___ Data rows ___

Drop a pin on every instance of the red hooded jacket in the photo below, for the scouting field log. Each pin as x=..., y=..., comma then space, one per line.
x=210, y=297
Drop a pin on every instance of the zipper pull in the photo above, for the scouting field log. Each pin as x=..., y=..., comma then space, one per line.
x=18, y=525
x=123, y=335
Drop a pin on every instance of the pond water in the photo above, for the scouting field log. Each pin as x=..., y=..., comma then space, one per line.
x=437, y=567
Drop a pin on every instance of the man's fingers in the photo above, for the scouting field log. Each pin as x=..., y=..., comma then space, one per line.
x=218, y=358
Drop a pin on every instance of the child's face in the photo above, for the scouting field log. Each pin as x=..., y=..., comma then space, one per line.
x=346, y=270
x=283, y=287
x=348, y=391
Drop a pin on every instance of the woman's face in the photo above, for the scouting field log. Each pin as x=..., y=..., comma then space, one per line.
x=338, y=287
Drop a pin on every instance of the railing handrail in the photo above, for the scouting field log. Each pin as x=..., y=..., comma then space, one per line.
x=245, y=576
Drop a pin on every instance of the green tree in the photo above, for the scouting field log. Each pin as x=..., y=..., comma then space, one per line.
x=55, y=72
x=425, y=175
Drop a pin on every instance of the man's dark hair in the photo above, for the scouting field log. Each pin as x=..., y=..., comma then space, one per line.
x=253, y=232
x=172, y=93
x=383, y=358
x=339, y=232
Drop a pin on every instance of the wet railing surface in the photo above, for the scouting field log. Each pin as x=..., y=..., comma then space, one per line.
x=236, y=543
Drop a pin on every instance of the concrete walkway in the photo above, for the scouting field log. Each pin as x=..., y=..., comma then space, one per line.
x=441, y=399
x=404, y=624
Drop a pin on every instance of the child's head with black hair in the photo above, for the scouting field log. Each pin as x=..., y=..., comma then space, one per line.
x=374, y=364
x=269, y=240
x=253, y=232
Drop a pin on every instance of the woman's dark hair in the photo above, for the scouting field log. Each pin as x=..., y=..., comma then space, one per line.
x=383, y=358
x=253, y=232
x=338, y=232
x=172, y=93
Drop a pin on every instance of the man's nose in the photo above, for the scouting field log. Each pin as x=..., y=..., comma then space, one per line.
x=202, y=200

___

Can you edit the records above so that each "scouting field log" becomes "trail survey log", with nothing else altered?

Drop a pin on every instance of the red hooded jacket in the photo below, for the trail survey log. Each pin as x=..., y=..., comma then space, one per line.
x=210, y=297
Drop a pin on every instance of the zipper pull in the photo above, for the trail survey log. Each pin as x=..., y=..., comma then space, one per line.
x=18, y=525
x=123, y=335
Drop a pin on every instance of the pond water in the photo above, for the trail survey log. Each pin as x=..., y=..., comma then space, one per line.
x=437, y=567
Drop a pin on every instance of the man's fingers in the photo above, for the trail survey log. Each pin as x=..., y=..., comma then space, one per line.
x=218, y=358
Drop a pin on every instance of the child's face in the photo above, for the trail survey log. Each pin as x=..., y=..., comma then space, one per line.
x=346, y=270
x=283, y=287
x=348, y=391
Drop a pin on every instance of the woman's face in the photo above, for the trail survey log. Each pin as x=..., y=..., comma then space, one per line.
x=338, y=287
Drop a pin on every instance of the railing handrail in the photo above, for the trail survey log. Each pin as x=..., y=..., comma then space, one per line.
x=245, y=576
Drop a pin on every instance of the green tree in the photo above, for the trail survey log. Each pin as x=..., y=..., comma then space, one per line.
x=55, y=72
x=425, y=175
Drop a pin on every instance of the man's dark hair in the photo above, for the trail survey log. Each pin as x=..., y=..., comma then space, one per line.
x=253, y=232
x=172, y=93
x=383, y=358
x=339, y=232
Drop a pin on every instance of the wet railing surface in the photo above, for the trail survey log. Each pin as x=..., y=..., comma then space, one per line.
x=236, y=543
Drop a pin on every instance of the concrete walkway in the photo above, for the trail survey log. Each pin as x=..., y=..., comma then space, one per line.
x=441, y=399
x=404, y=624
Drop a pin on every instance of the child's head with black hair in the photo above, for the trail survey log. Each pin as x=..., y=..., comma then space, one per line.
x=374, y=364
x=269, y=240
x=253, y=232
Drop a pin on every instance of the woman's dark hair in the photo above, for the trail survey log. Each pin as x=..., y=..., comma then space, one per line.
x=383, y=358
x=253, y=232
x=338, y=232
x=172, y=93
Drop a pin on every instance of the man's nose in the photo above, for the trail survey log. Each pin as x=..., y=..., comma then space, one per line.
x=202, y=200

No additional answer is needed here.